WHAT THE TASK ASKS:
Summarize the article on the ECB's interest rate rise in two sentences.

SELECTED PASSAGE:
Luxembourg's Yves Mersch said the ECB could do little to influence soaring international commodity prices but it could take steps to head off euro zone wage pressures. "We are sending a signal today which shows that we are determined to act against home-made inflation," he told the Luxemburger Wort newspaper.

Inflation rose to a record 4 percent in June and policymakers have vowed to prevent these high rates from pushing up inflation expectations, prompting workers to demand big pay rises and firms to jack up their prices.

Expectations calculated from yields on some inflation-linked bonds are at record highs and ECB Executive Board member Jose Manuel Gonzalez-Paramo said it was vital to keep these in check.

"If these expectations become permanent in the system, we are lost," he told a seminar in San Sebastian, Spain.

The ECB raised rates by 25 basis points but President Jean-Claude Trichet said the Governing Council had no bias in favor of further rate moves, damping bets on another increase soon.

Other policymakers including Italy's Mario Draghi, Germany's Axel Weber, Cyprus's Athanasios Orphanides and Austria's Klaus Liebscher, gave little away about the future path of rates, but backed Trichet's message of rising inflation worries.

"When it was understood that mid-term inflation risks were on the upside, the decision was necessary," Draghi said in a speech in Mirandola, northern Italy. "Not acting on mid-term inflation expectations would have allowed an erosion of purchasing power."

Orphanides said the rate rise aimed at checking price risks, saying: "Nobody can question the negative impact of inflation on income purchasing power, particularly to vulnerable groups of the population."

Economists viewed the rate rise as a warning by the ECB that it was serious about tackling inflation, despite slowing economic growth and protests from European trade unions and some politicians.

"This was a warning shot fired in the air. The next one would be aimed at the legs of the euro zone's economy, should it prove necessary," said UniCredit economist Marco Annunziata.

Portuguese Finance Minister Fernando Teixeira dos Santos joined politicians from Germany, Spain and France in questioning the impact of higher interest rates on economic growth.

"The decision by the ECB was taken in order to ensure price stability, but I cannot ignore that it will certainly have an effect of putting a brake on and slowing down European economic activity," he told Reuters.

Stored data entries

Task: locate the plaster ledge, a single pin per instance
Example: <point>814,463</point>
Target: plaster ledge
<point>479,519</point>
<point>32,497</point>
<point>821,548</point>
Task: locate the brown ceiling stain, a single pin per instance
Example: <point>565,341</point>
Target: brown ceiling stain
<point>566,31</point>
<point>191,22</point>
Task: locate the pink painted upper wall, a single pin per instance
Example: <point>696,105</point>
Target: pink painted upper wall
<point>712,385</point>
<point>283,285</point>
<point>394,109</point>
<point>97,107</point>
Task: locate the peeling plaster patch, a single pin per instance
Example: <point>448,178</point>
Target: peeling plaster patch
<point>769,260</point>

---

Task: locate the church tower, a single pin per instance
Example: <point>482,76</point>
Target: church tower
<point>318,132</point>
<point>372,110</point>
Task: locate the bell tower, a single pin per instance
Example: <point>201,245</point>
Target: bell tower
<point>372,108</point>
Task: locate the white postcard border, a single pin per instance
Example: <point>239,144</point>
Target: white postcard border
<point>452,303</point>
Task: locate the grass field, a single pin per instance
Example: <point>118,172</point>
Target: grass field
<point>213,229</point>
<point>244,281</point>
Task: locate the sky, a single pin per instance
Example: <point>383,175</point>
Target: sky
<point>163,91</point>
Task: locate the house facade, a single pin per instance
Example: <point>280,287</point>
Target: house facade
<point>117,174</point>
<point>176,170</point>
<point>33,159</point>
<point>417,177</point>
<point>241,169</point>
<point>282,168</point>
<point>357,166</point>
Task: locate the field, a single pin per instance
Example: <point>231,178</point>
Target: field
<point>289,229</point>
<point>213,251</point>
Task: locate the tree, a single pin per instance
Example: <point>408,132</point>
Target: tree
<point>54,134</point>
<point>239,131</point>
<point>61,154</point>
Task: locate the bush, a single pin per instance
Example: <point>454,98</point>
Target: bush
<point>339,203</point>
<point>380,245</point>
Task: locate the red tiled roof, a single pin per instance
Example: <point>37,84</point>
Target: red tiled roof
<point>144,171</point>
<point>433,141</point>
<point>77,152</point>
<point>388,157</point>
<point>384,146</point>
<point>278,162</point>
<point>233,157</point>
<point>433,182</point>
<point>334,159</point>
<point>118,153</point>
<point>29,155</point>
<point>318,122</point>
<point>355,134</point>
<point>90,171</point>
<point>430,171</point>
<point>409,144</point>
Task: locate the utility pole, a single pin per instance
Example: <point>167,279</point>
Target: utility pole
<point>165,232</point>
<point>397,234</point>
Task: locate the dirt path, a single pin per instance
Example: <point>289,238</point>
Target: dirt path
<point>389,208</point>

COMPLETED TASK:
The ECB raised rates by 25 basis points after inflation hit a record 4 percent in June, and policymakers including Mersch, Gonzalez-Paramo, Draghi and Orphanides stressed the need to check home-made inflation and inflation expectations, though Trichet said the Governing Council had no bias in favor of further rate moves. Economists viewed the rise as a warning that the ECB was serious about tackling inflation, while politicians from Portugal, Germany, Spain and France questioned its impact on economic growth.